Challenging these generalities and cartoons feels like trying to nail Jell-O to a wall. For instance, he constantly says that liberalism does this or that, as if it were a sovereign with a sword and purse, which relieves him of digging into facts and histories to document who did what to whom and when, a complexity that would certainly slow down his ascent by forcing him to be an actual scholar instead of playing one on TV. How can one review and refute gelatin?

His well of sources is shallow, he goes for long stretches making this and that assertion without any support, and he will insert words or phrases in quote marks (as with "deep state" above) without indicating whether these are quotes or just a stylistic tic.

Why Liberalism Failed seems to me a grumpy essay plumped to book length so that Deneen can ride a wave of conservative adulation from people who are feckless and on-the-make (e.g., Marco Rubio, J.D. Vance) but who know that in Deneen's post-liberal regime, they would be given prime seats at the table. They have no real interest in his imagined Eden of communitarian, Amish-like, Catholic-themed, small-scaled societies – by all means, bring them on. The levers of power won't change, the hands on those levers won't change, and the grift won't change: let these communes exercise small-d democracy and grow gardens in their new commons while we consolidate our power and bring into being the autocracy we crave (what Robert Higgs, who borrowed it from Charlotte Twight, has called a "participatory fascism").

ENTRIES PROVIDED ->
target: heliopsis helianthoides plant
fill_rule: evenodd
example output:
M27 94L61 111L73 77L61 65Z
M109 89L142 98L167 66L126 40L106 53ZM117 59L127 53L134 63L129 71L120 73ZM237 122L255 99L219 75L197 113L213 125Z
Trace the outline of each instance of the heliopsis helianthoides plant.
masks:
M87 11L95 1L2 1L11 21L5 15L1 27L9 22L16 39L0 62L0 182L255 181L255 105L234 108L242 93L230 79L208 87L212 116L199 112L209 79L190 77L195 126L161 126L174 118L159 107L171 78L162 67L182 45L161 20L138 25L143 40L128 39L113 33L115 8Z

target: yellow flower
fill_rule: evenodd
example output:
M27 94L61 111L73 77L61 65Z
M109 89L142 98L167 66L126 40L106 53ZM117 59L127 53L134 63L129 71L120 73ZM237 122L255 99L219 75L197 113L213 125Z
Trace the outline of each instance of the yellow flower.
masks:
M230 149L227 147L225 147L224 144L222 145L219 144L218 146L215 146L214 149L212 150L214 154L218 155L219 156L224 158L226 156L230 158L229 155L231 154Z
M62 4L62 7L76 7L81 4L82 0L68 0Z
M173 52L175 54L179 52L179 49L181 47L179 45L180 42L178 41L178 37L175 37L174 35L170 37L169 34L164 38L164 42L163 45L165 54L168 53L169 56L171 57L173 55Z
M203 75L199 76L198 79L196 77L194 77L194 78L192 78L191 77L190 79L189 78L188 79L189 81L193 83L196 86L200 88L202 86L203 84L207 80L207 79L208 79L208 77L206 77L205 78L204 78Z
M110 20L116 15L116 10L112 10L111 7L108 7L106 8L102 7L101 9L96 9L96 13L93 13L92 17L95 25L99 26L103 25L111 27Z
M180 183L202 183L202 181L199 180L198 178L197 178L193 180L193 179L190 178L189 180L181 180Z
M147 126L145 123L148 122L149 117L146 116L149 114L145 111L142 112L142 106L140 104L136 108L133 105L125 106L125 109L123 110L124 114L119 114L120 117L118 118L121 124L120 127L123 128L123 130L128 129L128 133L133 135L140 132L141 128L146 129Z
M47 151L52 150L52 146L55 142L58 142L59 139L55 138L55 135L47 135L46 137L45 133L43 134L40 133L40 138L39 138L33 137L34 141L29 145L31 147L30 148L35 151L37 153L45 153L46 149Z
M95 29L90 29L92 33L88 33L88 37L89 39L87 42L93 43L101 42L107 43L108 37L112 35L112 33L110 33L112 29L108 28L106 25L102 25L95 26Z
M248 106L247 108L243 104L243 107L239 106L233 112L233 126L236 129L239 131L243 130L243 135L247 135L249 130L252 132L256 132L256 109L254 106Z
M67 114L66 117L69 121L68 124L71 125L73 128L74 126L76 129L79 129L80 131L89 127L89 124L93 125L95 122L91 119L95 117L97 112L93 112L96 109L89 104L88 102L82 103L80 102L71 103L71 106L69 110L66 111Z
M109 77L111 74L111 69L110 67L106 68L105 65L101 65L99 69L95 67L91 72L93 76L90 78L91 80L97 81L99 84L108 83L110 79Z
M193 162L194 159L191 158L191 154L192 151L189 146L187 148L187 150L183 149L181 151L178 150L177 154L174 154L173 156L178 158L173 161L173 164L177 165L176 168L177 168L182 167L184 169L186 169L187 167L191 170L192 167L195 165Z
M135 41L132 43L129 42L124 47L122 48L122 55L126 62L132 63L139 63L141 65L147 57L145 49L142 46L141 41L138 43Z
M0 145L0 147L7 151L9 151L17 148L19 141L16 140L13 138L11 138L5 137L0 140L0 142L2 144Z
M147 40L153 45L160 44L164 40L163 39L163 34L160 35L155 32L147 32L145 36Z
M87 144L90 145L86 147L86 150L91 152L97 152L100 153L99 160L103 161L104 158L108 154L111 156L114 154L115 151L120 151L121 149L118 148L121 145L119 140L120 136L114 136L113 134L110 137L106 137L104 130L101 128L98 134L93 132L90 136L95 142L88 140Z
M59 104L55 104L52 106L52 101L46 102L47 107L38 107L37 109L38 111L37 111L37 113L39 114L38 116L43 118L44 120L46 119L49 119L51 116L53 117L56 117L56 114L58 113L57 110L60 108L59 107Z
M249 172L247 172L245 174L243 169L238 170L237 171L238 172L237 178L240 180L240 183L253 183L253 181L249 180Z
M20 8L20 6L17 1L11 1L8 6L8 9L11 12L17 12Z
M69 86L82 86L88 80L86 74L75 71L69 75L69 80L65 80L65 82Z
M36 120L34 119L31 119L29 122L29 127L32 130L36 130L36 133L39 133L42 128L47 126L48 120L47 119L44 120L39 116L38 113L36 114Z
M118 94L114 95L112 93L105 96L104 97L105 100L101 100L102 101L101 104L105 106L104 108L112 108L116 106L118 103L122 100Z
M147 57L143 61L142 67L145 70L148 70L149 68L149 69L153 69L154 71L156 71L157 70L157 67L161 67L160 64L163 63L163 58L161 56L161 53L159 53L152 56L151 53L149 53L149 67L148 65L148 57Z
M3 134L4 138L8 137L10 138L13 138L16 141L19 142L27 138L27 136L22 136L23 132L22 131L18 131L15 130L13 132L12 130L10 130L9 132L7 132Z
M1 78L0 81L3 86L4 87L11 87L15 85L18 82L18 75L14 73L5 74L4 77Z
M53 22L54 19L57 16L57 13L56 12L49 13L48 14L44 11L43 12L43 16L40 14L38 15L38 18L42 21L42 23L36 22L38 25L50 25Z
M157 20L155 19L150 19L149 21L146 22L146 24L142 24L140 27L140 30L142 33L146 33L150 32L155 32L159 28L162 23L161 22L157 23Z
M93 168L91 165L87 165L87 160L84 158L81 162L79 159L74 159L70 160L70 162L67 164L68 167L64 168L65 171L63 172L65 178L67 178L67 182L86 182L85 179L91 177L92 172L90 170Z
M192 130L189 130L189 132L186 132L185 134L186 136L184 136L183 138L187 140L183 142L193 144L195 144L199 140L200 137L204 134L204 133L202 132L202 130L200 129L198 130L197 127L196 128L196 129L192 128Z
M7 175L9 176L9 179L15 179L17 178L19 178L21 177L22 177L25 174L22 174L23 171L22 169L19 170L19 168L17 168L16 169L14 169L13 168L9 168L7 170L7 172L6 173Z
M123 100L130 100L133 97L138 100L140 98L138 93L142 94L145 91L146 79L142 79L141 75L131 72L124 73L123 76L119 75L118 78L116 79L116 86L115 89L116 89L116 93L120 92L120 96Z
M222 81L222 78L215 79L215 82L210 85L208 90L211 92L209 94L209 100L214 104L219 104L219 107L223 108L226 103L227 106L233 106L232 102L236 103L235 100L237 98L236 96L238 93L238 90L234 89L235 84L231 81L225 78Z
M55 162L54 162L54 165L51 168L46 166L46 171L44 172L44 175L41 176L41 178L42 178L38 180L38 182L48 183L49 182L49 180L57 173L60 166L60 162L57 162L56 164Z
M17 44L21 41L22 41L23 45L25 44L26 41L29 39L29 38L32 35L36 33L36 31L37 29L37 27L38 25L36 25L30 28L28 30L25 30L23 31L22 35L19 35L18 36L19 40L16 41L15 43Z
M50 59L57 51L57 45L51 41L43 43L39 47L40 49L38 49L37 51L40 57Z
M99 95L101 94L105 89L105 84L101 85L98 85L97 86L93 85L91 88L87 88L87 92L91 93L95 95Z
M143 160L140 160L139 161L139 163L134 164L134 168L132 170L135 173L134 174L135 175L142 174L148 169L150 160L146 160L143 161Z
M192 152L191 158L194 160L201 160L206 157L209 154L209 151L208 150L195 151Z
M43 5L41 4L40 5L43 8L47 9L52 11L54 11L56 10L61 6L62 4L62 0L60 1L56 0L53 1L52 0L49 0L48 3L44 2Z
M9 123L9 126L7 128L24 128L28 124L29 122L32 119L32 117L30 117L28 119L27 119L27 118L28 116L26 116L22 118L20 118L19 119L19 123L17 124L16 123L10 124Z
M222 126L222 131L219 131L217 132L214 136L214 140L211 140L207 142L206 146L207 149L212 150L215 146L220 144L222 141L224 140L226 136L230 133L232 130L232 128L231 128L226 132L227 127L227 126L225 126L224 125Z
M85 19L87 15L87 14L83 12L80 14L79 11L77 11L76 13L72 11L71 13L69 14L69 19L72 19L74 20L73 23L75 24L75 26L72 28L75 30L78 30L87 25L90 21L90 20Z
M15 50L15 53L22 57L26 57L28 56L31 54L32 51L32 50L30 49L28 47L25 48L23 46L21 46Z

PROBLEM SET ->
a) In the book review of Why Liberalism Failed, which two politicians does the reviewer name as examples of people who are feckless and on-the-make?
b) Resume the book review of Why Liberalism Failed, picking up right after its final sentence.

ANSWERS GIVEN ->
a) Marco Rubio and J.D. Vance.

b)
There are ways within liberalism (which contains more than Deneen gives it credit for) to address the discontents that plague us, but doing that does require a regime change, just not the one that Deneen wants to engineer. And I think there is value in what Deneen says about smaller scales and closer ties to the people around us, though his cartoonish view of modern America society doesn't allow him to acknowledge that what he says he values does take place on a daily basis in thousands of places (doing "neighbor labor," as our neighbor Alane would say it): that hasn't gone away.

It is not hard to imagine what a good American society could give its citizens, but we've engineered a system that makes Sisyphus' work look like a breeze when it comes to changing things: even with heroic efforts and blood sacrifices, the injustices and unfreedoms persist. That is not liberalism's fault, and I assume that Deneen knows that. Too bad his bent at the moment is not to hold the powerful to account (to cast a pox on all their houses) but to take up residence in one of those houses in exchange for adulation and compensation.

He can't be ignored, but neither should he be taken seriously.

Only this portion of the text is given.